§ **GIVEN TASK**
Repeat the whole listing exactly as written.

Entries from a pointing dataset:
----------
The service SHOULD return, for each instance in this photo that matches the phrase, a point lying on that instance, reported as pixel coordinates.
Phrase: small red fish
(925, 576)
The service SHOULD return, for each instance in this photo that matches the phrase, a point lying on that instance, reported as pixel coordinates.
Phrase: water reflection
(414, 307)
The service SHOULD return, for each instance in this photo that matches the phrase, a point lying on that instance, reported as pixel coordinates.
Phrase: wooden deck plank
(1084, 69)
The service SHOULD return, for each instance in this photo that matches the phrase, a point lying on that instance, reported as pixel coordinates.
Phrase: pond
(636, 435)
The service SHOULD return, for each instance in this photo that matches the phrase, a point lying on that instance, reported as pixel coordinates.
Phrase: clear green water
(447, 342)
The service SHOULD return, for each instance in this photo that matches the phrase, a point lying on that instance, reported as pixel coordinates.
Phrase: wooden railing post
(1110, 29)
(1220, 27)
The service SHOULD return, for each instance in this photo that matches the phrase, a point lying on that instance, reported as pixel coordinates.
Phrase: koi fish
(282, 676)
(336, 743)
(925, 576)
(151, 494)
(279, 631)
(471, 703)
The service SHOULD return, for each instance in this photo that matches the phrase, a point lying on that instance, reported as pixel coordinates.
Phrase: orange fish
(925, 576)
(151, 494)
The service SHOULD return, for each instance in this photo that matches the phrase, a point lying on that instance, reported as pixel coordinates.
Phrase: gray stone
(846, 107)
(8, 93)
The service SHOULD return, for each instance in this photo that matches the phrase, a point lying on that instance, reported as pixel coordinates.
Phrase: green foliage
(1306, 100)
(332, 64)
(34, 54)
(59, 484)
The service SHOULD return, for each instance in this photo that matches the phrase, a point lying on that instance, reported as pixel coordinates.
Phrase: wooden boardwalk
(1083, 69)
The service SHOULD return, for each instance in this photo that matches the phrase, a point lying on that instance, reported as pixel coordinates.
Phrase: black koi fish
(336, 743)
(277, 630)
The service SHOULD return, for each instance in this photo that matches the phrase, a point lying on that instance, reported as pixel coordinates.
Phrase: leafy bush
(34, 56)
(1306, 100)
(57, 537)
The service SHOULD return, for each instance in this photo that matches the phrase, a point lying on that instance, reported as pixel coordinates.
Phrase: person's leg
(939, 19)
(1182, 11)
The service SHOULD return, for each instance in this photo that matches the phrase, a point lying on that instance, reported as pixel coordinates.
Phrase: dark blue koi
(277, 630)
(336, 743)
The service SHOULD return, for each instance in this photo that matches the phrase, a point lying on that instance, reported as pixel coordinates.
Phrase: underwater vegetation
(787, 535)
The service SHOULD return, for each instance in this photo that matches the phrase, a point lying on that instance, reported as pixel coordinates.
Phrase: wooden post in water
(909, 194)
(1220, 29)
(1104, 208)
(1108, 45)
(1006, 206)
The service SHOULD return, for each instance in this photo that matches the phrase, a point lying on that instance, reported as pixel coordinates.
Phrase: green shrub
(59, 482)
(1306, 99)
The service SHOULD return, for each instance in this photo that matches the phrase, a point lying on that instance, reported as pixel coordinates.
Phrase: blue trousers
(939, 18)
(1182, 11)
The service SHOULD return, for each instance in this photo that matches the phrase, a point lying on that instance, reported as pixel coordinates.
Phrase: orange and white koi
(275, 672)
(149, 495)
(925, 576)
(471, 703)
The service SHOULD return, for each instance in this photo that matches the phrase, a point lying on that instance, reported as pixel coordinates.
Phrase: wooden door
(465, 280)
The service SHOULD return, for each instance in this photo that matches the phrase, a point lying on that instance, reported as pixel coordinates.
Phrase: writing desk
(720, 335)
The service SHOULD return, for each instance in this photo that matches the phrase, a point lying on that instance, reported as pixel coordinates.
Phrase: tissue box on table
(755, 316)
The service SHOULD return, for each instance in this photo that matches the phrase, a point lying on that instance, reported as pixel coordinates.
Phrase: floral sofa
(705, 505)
----------
§ **REPLY**
The service SHOULD return, for each instance in this photo that matches the phrase, a point lying on that instance, reported as pixel coordinates.
Phrase: small red fish
(925, 576)
The service SHOULD return, for each instance in this photo that matches the phrase, a point lying on that instance, reported as pixel coordinates.
Phrase: water reflection
(414, 307)
The service SHOULD return, for each instance in this photo that matches the phrase, a point lying on that instance, reported as pixel coordinates.
Phrase: wooden deck plank
(1084, 69)
The service SHOULD return, for each instance in this photo that matches the phrase, a point lying on that instance, reported as pixel coordinates.
Phrase: pond
(636, 435)
The service SHOULD return, for each instance in this photo that matches the phrase, a point lying on that instance, reported as pixel coordinates.
Phrase: clear green water
(447, 342)
The service SHOULD return, for each instance in this photo that matches the phrase, a point lying on that instance, reported as pixel coordinates.
Phrase: wooden railing post
(1110, 29)
(1220, 27)
The service SHOULD return, for each instance in this photo that matches the phrase, a point lying on that instance, reported as pixel coordinates.
Phrase: koi fish
(282, 676)
(336, 743)
(925, 576)
(151, 494)
(279, 631)
(471, 703)
The service SHOULD return, for each instance in this photo that matches the phrase, a point lying on that instance, reported as pixel coordinates.
Phrase: orange fish
(925, 576)
(151, 494)
The service SHOULD return, for each instance in this photo that matches the phrase, a point lying on that instance, reported as pixel coordinates.
Phrase: gray stone
(846, 107)
(8, 93)
The service SHOULD return, for each instance in this photo that matches the phrase, a point lying on that instance, reported as pixel coordinates.
Phrase: green foliage
(1306, 100)
(332, 64)
(34, 54)
(59, 484)
The service SHOULD return, for each instance in this photo that matches the phrase, a point lying on that instance, reported as pixel coordinates.
Phrase: wooden boardwalk
(1083, 69)
The service SHOULD return, for each instance in this photo that matches the phrase, a point lying on that instance, reported as pixel coordinates.
Phrase: black koi fish
(336, 743)
(277, 630)
The service SHOULD return, for each instance in this photo that matches the phrase, a point lying on that instance, reported as pixel coordinates.
Phrase: leafy bush
(34, 56)
(1306, 100)
(57, 537)
The service SHOULD return, for each instance in this photo that matches the phrase, a point lying on that instance, reported as pixel coordinates.
Phrase: person's leg
(939, 19)
(1182, 11)
The service SHOULD return, for each instance in this photo that matches the phrase, a point lying on that instance, reported as pixel coordinates.
Phrase: dark blue koi
(277, 630)
(336, 743)
The service SHOULD return, for each instance in this photo that matches the phrase, a point lying on that instance, reported as pixel coordinates.
Phrase: underwater vegetation
(787, 535)
The service SHOULD return, for each instance in this photo that matches the phrase, a point lying on that instance, reported as pixel coordinates.
Phrase: wooden post in water
(909, 194)
(1220, 29)
(1104, 208)
(1108, 45)
(1006, 206)
The service SHOULD return, for each instance in this photo that matches the phrase, a point lying on that instance, reported as pixel coordinates.
Phrase: green shrub
(59, 482)
(1306, 99)
The service SHOULD return, for each instance in this photo that matches the phrase, a point lying on that instance, reported as pixel coordinates.
Phrase: blue trousers
(939, 18)
(1182, 11)
The service SHOULD return, for each instance in this photo that matches the phrase, a point lying on that instance, reported as pixel coordinates.
Phrase: orange and white koi
(275, 672)
(149, 495)
(925, 576)
(471, 703)
The service SHOULD return, for each instance in this photo that matches the phrase, a point lying on that instance, reported as pixel coordinates.
Phrase: wooden door
(465, 280)
The service SHOULD return, for each instance in this photo that matches the phrase, a point lying on that instance, reported as pixel coordinates.
Phrase: writing desk
(720, 335)
The service SHOULD return, for each instance in this photo that matches the phrase, a point lying on that instance, reported as pixel coordinates.
Phrase: tissue box on table
(755, 316)
The service SHOULD return, for each instance in this photo that matches the phrase, a point lying on that instance, reported as pixel coordinates.
Phrase: floral sofa
(705, 505)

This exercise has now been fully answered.